* Start DOCUMENT PASSAGE *

Andres and coworkers demonstrated the iCP of densely packed alkanethiolate-functionalized Au nanoparticle arrays in monolayer and multilayer structures.81,82 Dense and hexagonally packed monolayers of nanoparticles were first assembled on a water surface. By using the Langmuir-Schafer technique, the Au nanoparticle monolayer was transferred to a PDMS stamp, and printed onto a substrate. Multilayers were prepared by repeating the printing process in an LbL scheme, in which subsequent particle layers may be made up of the same or different types of particles. Similarly, the assembly of irregular, densely packed monolayers of polystyrene nanoparticles on iCP substrates via carbodiimide coupling was reported.83 The conformal contact of the carbodiimide-functionalized polystyrene particles resulted in the covalent attachment of the nanoparticles at a carboxylate-functionalized surface.

* End DOCUMENT PASSAGE *

» WRITTEN PROBLEM 1
Answer these questions about the passage on printing nanoparticle arrays, giving each answer on its own line with the matching letter.
(a) On what surface were the dense, hexagonally packed monolayers first assembled?
(b) Which technique transferred the Au nanoparticle monolayer to a PDMS stamp?
(c) To what kind of surface were the polystyrene nanoparticles covalently attached?
» WRITTEN PROBLEM 2
Write the next part of the passage on printing nanoparticle arrays, beginning after its final sentence.

* Start RECORDS PROVIDED *

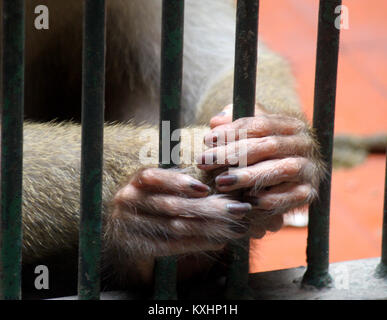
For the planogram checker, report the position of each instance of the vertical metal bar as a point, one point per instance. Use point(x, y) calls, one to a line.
point(93, 101)
point(323, 122)
point(170, 101)
point(245, 73)
point(12, 149)
point(381, 270)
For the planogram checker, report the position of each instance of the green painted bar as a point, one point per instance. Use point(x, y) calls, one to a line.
point(93, 102)
point(172, 40)
point(317, 273)
point(381, 270)
point(246, 46)
point(12, 149)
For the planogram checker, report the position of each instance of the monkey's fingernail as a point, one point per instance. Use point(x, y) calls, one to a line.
point(227, 180)
point(211, 138)
point(197, 186)
point(207, 159)
point(238, 208)
point(253, 200)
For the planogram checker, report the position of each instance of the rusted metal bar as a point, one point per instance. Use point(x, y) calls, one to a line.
point(246, 46)
point(93, 102)
point(12, 149)
point(170, 105)
point(317, 273)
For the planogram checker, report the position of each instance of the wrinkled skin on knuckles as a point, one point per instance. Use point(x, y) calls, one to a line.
point(187, 213)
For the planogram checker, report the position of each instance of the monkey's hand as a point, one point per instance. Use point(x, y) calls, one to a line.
point(165, 212)
point(282, 168)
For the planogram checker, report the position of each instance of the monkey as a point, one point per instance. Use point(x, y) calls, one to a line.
point(148, 212)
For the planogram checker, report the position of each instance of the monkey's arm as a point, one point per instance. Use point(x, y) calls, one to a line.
point(147, 211)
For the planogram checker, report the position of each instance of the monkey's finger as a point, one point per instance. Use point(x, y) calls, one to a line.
point(258, 228)
point(223, 117)
point(262, 125)
point(169, 181)
point(215, 230)
point(211, 207)
point(267, 173)
point(251, 151)
point(280, 199)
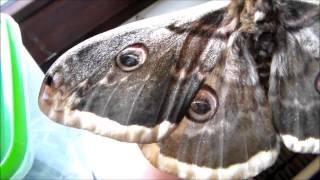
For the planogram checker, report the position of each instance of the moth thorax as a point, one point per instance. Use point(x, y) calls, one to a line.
point(262, 47)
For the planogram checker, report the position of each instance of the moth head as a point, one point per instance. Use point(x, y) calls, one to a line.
point(122, 84)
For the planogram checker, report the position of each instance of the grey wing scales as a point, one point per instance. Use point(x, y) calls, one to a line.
point(239, 141)
point(294, 81)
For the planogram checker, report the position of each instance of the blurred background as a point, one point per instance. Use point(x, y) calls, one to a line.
point(49, 28)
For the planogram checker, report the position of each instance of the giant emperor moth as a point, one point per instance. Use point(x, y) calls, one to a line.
point(206, 93)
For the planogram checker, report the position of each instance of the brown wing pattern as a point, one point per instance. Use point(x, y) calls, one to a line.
point(237, 142)
point(294, 80)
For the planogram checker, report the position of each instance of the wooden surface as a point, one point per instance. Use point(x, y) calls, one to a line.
point(50, 27)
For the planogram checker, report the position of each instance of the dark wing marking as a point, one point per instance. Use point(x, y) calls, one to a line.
point(295, 69)
point(239, 141)
point(89, 88)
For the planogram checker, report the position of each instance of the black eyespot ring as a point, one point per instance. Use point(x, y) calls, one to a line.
point(132, 57)
point(204, 106)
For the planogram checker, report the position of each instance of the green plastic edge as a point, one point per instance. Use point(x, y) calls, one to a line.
point(19, 144)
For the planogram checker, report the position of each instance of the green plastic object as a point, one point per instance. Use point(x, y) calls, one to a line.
point(14, 150)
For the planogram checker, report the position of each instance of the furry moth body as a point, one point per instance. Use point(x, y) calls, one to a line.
point(207, 93)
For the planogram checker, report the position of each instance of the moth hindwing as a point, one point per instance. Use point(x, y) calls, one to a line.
point(205, 92)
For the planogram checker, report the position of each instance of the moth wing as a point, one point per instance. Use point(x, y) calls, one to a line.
point(295, 80)
point(132, 83)
point(239, 141)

* End RECORDS PROVIDED *

» EXERCISE RESULT 1
(a) A water surface.
(b) The Langmuir-Schafer technique.
(c) A carboxylate-functionalized surface.

» EXERCISE RESULT 2
Wolf et al. introduced the self-assembly, transfer, and integration (S ATI) of nanoparticles with high placement accuracy.86 87 Silica and polymer nanoparticles were positioned on a PDMS stamp through convective assembly (Fig. 13.14). By controlling the printing temperature or by using a thin polymer layer as an adhesion layer, nanoparticles of different shapes and sizes were printed onto the target substrate.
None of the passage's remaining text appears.